#### Assigned task
Please set down, unchanged, the line containing "[pin] dirt patch -- one per line" and all the lines that follow it until the data below ends.

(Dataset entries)
********
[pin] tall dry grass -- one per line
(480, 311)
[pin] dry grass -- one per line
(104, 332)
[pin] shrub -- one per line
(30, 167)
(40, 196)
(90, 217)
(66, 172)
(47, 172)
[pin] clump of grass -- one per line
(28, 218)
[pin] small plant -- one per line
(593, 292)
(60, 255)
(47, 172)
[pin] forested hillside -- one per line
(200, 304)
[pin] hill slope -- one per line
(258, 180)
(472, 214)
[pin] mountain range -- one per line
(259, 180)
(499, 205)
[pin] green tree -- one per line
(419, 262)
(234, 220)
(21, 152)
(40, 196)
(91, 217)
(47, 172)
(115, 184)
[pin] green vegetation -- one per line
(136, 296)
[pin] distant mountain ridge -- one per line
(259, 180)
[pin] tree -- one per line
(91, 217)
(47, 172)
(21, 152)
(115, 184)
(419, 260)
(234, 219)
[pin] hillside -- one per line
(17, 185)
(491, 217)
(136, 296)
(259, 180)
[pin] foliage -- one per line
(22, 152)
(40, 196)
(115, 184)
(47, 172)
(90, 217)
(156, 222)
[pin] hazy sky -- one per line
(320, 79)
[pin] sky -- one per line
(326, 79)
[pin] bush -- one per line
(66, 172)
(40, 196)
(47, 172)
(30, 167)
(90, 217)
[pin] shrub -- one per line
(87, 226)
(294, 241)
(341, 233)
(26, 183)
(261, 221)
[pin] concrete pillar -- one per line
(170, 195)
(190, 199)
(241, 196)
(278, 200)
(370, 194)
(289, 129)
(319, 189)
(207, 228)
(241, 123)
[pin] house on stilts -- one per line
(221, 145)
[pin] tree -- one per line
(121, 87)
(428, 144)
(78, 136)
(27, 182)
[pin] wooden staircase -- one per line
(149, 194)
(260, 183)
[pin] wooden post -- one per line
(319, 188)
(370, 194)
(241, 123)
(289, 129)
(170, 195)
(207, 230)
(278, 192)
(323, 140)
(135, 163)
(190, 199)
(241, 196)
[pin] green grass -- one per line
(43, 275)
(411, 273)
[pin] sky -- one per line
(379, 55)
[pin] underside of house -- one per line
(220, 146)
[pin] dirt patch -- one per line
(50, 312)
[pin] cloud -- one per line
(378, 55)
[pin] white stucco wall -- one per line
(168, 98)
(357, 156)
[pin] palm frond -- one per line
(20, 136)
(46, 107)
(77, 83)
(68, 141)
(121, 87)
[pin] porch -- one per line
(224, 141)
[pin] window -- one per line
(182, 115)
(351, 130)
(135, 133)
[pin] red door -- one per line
********
#### Finished task
[pin] dirt patch -- one per line
(50, 312)
[pin] cloud -- one per line
(378, 55)
[pin] white stucco wall -- one per line
(168, 98)
(357, 156)
[pin] palm frond -- one per line
(20, 136)
(46, 107)
(77, 83)
(68, 141)
(121, 87)
[pin] porch -- one per line
(224, 141)
[pin] window -- one per line
(182, 115)
(351, 130)
(135, 133)
[pin] red door -- one per line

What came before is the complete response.